----- Source document -----

Another good day for Asia markets today, almost matching yesterday's gains. Japan's Nikkei gained another 2.64%. Only Shanghai and Malaysia had negative outcomes. Europe is still having their troubled. It is a mixed market over there with most indices in the red.

The news in the US appears to be equalized between the very good and the disappointing. McDonalds, and IBM are anchors in the markets where Apple and others have taken off. Chipotle Mexican Grill, one of the media favorites is not looking good so far this week. Ever notice how the financial media goes nuts over a particular stock? Starbucks, COCO, to name a couple. Cramer is probably the culprit on this.

As always, all the best and good investing.

Comments

  • Hi JohnC,

    Thanks for the updates and the recap.

    Skeet
  • edited October 2014
    I'm not a coffee drinker, but Starbucks is - I think - successful in large part due to the leadership of Howard Schultz, who I do think is one of the great CEOs (and I liked his books.)

----- Material supplied -----

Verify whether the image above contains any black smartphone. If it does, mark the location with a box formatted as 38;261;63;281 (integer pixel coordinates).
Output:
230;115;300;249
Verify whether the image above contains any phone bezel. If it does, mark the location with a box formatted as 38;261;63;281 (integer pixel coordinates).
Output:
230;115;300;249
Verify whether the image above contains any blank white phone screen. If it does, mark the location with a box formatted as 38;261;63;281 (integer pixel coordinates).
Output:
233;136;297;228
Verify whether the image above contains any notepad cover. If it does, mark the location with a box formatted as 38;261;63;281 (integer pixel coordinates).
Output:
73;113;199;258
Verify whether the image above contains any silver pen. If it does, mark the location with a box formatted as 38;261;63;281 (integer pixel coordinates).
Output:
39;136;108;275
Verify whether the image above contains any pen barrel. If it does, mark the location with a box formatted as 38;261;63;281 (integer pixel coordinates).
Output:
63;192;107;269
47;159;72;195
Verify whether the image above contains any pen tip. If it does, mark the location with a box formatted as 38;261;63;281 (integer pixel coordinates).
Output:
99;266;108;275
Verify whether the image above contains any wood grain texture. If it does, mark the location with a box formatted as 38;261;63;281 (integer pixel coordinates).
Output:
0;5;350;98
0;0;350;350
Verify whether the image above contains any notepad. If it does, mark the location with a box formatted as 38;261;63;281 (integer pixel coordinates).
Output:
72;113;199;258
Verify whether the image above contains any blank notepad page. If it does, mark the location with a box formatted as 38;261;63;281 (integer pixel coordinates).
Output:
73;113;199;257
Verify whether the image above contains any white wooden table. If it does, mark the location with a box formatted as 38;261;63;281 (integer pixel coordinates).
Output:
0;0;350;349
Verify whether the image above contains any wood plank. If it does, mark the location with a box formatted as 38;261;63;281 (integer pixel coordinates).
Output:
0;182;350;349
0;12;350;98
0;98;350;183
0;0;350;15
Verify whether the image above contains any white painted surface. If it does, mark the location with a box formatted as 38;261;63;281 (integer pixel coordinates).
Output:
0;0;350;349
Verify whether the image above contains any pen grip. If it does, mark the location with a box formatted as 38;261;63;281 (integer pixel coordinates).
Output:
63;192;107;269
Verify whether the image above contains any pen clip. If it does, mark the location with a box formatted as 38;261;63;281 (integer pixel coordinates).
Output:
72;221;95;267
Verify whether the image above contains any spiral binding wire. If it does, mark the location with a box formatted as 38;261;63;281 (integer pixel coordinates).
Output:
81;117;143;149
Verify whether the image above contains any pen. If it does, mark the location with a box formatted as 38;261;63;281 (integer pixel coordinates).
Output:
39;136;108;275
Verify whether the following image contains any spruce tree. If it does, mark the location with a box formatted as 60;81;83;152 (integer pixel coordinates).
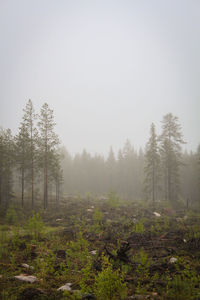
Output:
0;128;14;207
38;103;59;209
144;123;160;205
23;99;37;209
15;123;31;207
159;113;185;202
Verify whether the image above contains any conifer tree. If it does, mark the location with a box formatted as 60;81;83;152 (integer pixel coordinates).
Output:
144;123;160;205
159;113;185;202
38;103;59;209
15;123;31;207
0;129;14;207
23;99;37;208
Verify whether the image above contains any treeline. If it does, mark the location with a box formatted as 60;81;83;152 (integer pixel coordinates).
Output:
63;113;200;206
0;106;200;209
0;100;63;209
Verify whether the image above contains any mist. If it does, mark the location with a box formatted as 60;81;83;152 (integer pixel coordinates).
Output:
0;0;200;155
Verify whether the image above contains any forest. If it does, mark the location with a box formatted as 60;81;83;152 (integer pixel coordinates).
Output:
0;100;200;300
0;100;200;209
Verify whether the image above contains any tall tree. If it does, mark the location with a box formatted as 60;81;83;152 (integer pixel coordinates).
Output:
159;113;185;202
23;99;37;208
144;123;160;205
38;103;59;209
0;129;14;207
15;123;31;207
106;147;116;191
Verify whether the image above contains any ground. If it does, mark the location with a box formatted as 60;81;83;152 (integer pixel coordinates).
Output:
0;197;200;300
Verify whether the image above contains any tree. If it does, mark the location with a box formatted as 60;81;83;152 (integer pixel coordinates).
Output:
0;129;14;207
159;113;185;202
106;147;116;191
144;123;160;205
38;103;59;209
23;99;37;208
15;123;31;207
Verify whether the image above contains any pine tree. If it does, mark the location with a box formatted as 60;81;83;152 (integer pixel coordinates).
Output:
23;99;37;209
144;123;160;205
38;103;59;209
0;129;14;207
15;123;31;207
106;147;116;191
159;113;185;202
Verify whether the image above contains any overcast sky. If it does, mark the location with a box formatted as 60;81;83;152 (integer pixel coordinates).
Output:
0;0;200;154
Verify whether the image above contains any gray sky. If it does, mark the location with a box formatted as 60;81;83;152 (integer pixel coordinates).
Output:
0;0;200;154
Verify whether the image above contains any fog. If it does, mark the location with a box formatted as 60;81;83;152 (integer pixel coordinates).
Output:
0;0;200;154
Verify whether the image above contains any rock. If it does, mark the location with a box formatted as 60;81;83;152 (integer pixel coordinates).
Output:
18;287;45;300
169;257;178;264
21;264;34;270
82;293;96;300
133;218;138;224
153;211;161;217
55;249;66;259
58;282;72;292
14;274;38;283
90;250;97;255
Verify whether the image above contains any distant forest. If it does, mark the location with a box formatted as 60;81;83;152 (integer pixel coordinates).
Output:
0;100;200;209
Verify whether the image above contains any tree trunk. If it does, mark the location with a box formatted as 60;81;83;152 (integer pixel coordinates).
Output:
22;167;24;208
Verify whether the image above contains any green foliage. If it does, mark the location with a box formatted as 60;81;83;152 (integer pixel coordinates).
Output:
0;226;8;259
36;249;56;279
167;275;194;300
79;261;94;294
93;208;103;224
107;192;120;208
6;205;17;224
66;232;91;270
94;256;127;300
133;220;144;233
27;213;44;241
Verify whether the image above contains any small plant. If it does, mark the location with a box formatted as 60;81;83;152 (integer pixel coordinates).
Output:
27;213;44;241
0;226;8;258
6;205;17;225
66;232;91;270
107;192;120;208
133;220;144;233
167;275;193;300
79;261;94;294
94;256;127;300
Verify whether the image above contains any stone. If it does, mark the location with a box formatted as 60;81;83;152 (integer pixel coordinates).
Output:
21;264;34;270
82;293;96;300
90;250;97;255
169;257;178;264
58;282;72;292
153;211;161;217
14;274;38;283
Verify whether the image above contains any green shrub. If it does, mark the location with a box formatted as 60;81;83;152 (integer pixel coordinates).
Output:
27;213;44;240
6;205;17;224
94;256;127;300
107;192;120;208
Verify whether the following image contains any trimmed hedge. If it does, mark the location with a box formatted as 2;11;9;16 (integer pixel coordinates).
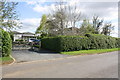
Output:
0;29;12;57
41;34;120;52
85;34;116;49
116;38;120;48
41;36;90;52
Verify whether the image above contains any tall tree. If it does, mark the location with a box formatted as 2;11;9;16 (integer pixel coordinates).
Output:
93;16;103;34
101;23;114;36
0;0;21;31
36;14;47;34
80;19;95;35
47;1;81;35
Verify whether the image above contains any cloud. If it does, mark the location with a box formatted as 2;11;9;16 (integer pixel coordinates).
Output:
18;0;118;36
15;18;41;33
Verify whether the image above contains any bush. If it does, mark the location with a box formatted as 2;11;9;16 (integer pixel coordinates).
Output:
0;29;12;57
41;34;120;52
116;38;120;48
41;36;90;52
85;34;116;49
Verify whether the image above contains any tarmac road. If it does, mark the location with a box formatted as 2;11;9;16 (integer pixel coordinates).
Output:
2;51;118;78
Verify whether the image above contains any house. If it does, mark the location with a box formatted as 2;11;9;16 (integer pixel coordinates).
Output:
13;31;37;42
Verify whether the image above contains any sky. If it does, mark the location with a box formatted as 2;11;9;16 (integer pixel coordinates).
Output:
12;0;118;37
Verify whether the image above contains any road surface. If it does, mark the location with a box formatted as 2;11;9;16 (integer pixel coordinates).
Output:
2;51;118;78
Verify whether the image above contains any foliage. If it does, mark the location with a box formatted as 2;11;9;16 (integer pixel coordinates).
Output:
36;14;47;34
41;34;118;52
0;0;21;31
61;48;120;55
92;16;103;34
0;29;12;57
41;36;90;52
85;34;116;49
80;19;95;36
101;23;114;36
116;38;120;48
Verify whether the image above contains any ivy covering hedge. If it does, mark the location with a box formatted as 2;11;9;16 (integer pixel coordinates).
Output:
0;29;12;57
41;34;120;52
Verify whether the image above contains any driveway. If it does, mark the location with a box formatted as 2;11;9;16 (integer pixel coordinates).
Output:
12;50;68;63
2;51;118;78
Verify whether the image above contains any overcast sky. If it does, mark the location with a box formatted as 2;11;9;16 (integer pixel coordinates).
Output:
13;0;118;37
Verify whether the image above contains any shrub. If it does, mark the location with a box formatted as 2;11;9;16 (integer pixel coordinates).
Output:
0;29;12;57
41;36;90;52
41;34;120;52
85;34;116;49
116;38;120;48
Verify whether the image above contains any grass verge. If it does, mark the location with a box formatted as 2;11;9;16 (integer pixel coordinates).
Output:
61;48;120;55
0;56;13;65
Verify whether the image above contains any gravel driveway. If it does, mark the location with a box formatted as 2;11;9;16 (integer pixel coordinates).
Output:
12;50;69;63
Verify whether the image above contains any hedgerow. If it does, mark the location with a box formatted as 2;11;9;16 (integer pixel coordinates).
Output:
41;34;120;52
0;29;12;57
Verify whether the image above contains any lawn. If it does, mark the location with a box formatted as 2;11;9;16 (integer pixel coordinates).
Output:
0;57;13;64
61;48;120;55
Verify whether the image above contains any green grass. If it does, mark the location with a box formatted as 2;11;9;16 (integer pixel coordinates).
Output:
61;48;120;55
0;56;13;64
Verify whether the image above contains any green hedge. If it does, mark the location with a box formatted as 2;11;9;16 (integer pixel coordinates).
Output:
41;34;120;52
41;36;90;52
116;38;120;48
85;34;116;49
0;29;12;57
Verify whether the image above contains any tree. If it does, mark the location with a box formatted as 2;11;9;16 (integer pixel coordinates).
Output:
0;0;21;31
35;14;47;34
93;16;103;34
101;23;114;36
80;19;95;35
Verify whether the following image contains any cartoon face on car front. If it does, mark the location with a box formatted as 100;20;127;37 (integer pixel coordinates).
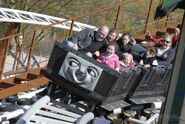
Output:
59;52;102;91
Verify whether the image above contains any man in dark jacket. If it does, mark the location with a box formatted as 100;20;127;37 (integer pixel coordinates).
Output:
69;25;109;54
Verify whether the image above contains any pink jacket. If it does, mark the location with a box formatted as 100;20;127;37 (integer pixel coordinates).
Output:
97;52;120;70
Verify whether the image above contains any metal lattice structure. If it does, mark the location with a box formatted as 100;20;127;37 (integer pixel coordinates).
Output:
0;8;97;31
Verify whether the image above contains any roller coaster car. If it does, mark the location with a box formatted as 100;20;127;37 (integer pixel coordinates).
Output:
45;41;172;110
45;41;131;108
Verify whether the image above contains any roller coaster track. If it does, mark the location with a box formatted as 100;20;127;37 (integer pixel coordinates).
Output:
0;8;97;31
0;4;182;99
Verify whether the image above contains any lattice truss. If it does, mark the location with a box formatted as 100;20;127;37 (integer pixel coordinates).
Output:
0;8;97;31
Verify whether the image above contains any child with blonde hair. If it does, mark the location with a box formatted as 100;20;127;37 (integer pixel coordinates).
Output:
97;43;120;71
120;53;135;69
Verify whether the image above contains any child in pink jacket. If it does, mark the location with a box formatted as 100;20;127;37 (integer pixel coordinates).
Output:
97;43;120;71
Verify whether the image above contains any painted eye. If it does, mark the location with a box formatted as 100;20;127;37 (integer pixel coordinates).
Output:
69;58;80;67
87;67;98;77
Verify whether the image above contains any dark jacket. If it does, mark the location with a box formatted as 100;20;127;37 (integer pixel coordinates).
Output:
70;28;107;52
156;48;175;65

-----

*Exercise task 1:*
According to the market recap, which two Asian markets were the only ones with negative outcomes?
*Exercise task 2:*
Reproduce the stretch of the market recap from "Another good day" through "culprit on this.", word for word.
Nothing in the records is needed for this work.

*Response 1:*
Shanghai and Malaysia.

*Response 2:*
Another good day for Asia markets today, almost matching yesterday's gains. Japan's Nikkei gained another 2.64%. Only Shanghai and Malaysia had negative outcomes. Europe is still having their troubled. It is a mixed market over there with most indices in the red.

The news in the US appears to be equalized between the very good and the disappointing. McDonalds, and IBM are anchors in the markets where Apple and others have taken off. Chipotle Mexican Grill, one of the media favorites is not looking good so far this week. Ever notice how the financial media goes nuts over a particular stock? Starbucks, COCO, to name a couple. Cramer is probably the culprit on this.